### [What the task asks]
Answer these questions from the cannabis article:
1. What podcast does Mary Jane Gibson co-host?
2. How much THC does Gibson suggest for low-dose edibles to start?
3. Which strain does Laganja Estranja name as her favorite?

### [Exercise text]
↓↓↓

Mary Jane Gibson, an L.A. based writer who co-hosts the podcast Weed + Grub alongside actor/comedian Michael Glazer, is optimistic about the marijuana business, even during our current pandemic.
“For now, until the supply chain is disrupted, we are going to see growth in the weed industry,” Gibson says.
She’s grateful because she sees the value in cannabis helping people during these uncertain times.
She’s not alone. Once a skeptic about marijuana’s medical properties, CNN’s Dr. Sanjay Gupta saw the light several years ago and admitted in an essay called “Why I changed my mind on weed” that “[Marijuana] doesn’t have a high potential for abuse, and there are very legitimate medical applications. In fact, sometimes marijuana is the only thing that works.”
Gibson, however, doesn’t recommend that people smoke pot the old-fashioned way via joints, bongs or pipes. Because of COVID-19, alternative devices should be used.
“We are advising people to stay away from combusting flower because coronavirus affects the lungs,” Gibson says. In other words, healthy lungs are needed to fight off the virus.
Those who want to enjoy the relaxing effects of cannabis — but not have their senses overloaded — have a selection of options, Gibson says. She recommends vaporizing a high-CBD flower or trying a 1:1 TCH tincture, enjoying low-dose marijuana edibles or soaking in a tub with a CBD bath bomb.
“If they’re freaked out and want to get high and they’re not a regular cannabis consumer, I would tell them to stay away from anything that’s going to be really strong,” Gibson says, recommending low-dose edibles with 2-5 mg THC to start. She recommends the edible brand Satori, which makes low-dose mints and chocolates. Vaporizers and tinctures are also good alternatives to inhaling the typical way.
There’s also sublingual strips, which involve popping a small piece of cannabis-infused material under your tongue and feel it quickly melt in your mouth.
“The cannabinoids, the THC and CBD are made bio-available because it goes quickly into your bloodstream as opposed to an edible which metabolizes through the liver,” Gibson says. After 10 or 15 minutes, the high kicks in.
Weed Etiquette Gets a Makeover
Another L.A.-based cannabis connoisseur is encouraging the weed community to go smoke-free. Originally from Texas, Laganja Estranja is best-known for appearing on season six of “RuPaul’s Drag Race” where she stood out via her many memorable dramatic moments.
Laganja is a wildly popular weed advocate who has hosted conversations on cannabis legalization at Trinity College in Dublin, Ireland and at Impulse in San Francisco. You may have seen her featured on the cover of Dope Magazine, which apparently made her the first LGBTQ+ advocate on the cover of a cannabis magazine.
“I think during this time of coronavirus, it’s smart not to be sharing joints because of how the virus is passed,” she says. “All I can say is if you’re coming to hang out with me I have enough pieces for everyone to have their own personal one. Over here at the Ganja Gang, we are not letting this stress us out. There’s plenty of weed to go around.”
When asked what type of cannabis she recommends to Angelenos who have suddenly found themselves wanting to elevate, Laganja definitely has her favorite.
“My go-to is always a sativa with a citrus terpene profile,” she says. “It’s basically a natural anti-depressant. And my favorite is Tangie. I’m a Sativa Diva. I don’t really consume indicas unless I’m ready for bed. Even at nighttime, I like to be active, I like to be awake.”
Laganja says Tangie might be the best strain for a self-quarantine because it stimulates creativity.
“Especially during this time when we are all house-ridden, I don’t want to feel like I’m stuck on the couch,” she says. “I want to feel like this is a fun activity — a choice.”
No matter how you choose to medicate, what devices are involved, which brands are ordered, or what goals you have as you raise your consciousness, Laganja says that like most things, consuming cannabis is a personal choice that should be customized depending on how you see it affect you.
“Cannabis is medicine, and medicine works in different ways for different people,” Laganja says. “So what works for me might not work for everybody.”

↑↑↑

### [The data]
↓↓↓

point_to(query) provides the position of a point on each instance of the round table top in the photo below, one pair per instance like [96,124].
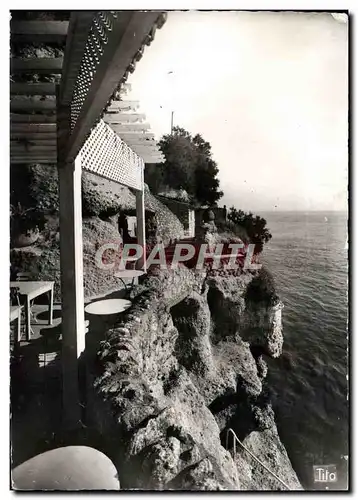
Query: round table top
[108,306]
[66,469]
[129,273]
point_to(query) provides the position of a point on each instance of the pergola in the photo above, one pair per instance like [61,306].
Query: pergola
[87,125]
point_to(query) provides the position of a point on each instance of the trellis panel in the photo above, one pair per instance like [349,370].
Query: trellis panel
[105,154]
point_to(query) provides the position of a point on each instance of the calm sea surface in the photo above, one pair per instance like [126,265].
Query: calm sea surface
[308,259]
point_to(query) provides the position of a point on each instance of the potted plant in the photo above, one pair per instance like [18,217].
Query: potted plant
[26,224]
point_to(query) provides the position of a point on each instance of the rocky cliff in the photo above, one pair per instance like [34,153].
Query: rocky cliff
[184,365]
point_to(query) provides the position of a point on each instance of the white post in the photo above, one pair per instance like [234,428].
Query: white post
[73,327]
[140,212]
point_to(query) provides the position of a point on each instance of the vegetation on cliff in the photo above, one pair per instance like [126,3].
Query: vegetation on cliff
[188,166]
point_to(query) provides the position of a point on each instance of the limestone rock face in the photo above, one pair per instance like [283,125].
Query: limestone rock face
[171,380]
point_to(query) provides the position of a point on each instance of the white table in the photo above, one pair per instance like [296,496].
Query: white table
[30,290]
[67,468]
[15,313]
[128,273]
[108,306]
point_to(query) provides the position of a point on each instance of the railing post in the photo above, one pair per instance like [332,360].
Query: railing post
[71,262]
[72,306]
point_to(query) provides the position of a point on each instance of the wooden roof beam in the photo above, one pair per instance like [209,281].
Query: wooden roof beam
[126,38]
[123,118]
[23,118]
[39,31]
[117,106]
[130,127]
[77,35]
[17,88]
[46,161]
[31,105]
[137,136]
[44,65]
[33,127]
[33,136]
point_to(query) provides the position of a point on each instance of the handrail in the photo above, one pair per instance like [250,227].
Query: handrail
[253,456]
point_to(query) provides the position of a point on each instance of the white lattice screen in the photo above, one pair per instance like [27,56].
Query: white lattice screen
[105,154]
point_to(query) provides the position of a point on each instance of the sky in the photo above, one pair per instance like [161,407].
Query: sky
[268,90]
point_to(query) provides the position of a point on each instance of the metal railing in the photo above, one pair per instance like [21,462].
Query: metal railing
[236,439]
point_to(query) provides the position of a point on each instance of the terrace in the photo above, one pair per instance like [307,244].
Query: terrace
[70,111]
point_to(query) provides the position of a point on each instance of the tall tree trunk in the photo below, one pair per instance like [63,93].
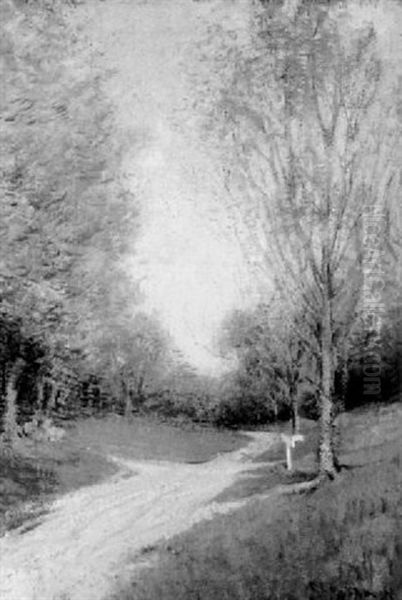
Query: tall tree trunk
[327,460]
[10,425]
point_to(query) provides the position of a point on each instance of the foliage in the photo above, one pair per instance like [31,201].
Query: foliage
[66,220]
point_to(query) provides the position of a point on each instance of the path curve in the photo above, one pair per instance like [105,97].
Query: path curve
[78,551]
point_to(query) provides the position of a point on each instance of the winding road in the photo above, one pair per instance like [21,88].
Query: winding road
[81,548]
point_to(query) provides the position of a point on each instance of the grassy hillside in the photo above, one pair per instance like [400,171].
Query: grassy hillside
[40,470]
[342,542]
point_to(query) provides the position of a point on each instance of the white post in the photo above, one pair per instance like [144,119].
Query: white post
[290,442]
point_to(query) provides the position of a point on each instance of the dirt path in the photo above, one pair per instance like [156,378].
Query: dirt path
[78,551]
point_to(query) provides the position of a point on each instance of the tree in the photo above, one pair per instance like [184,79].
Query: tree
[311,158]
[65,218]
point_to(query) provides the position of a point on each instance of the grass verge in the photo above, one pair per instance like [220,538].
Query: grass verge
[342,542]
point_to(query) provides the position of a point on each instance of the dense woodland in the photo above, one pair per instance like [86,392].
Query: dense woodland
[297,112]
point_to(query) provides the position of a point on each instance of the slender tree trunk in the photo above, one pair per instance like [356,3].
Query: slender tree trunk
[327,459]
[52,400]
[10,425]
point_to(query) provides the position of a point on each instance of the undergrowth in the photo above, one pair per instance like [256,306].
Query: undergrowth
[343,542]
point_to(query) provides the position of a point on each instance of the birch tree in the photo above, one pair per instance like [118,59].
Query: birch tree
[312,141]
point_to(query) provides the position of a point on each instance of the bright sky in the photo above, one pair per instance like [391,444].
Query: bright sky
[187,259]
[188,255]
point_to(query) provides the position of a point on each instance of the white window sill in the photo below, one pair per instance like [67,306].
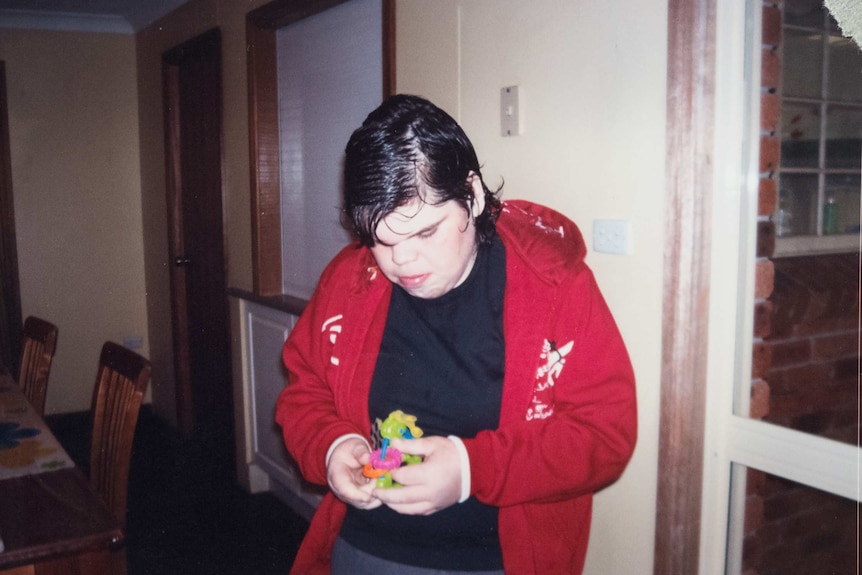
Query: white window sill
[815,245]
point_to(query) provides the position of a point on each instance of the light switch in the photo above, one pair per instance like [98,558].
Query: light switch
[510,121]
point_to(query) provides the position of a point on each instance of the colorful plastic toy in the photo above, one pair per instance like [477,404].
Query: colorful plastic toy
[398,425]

↑↑↑

### [Exercise answer]
1. Weed + Grub
2. 2-5 mg
3. Tangie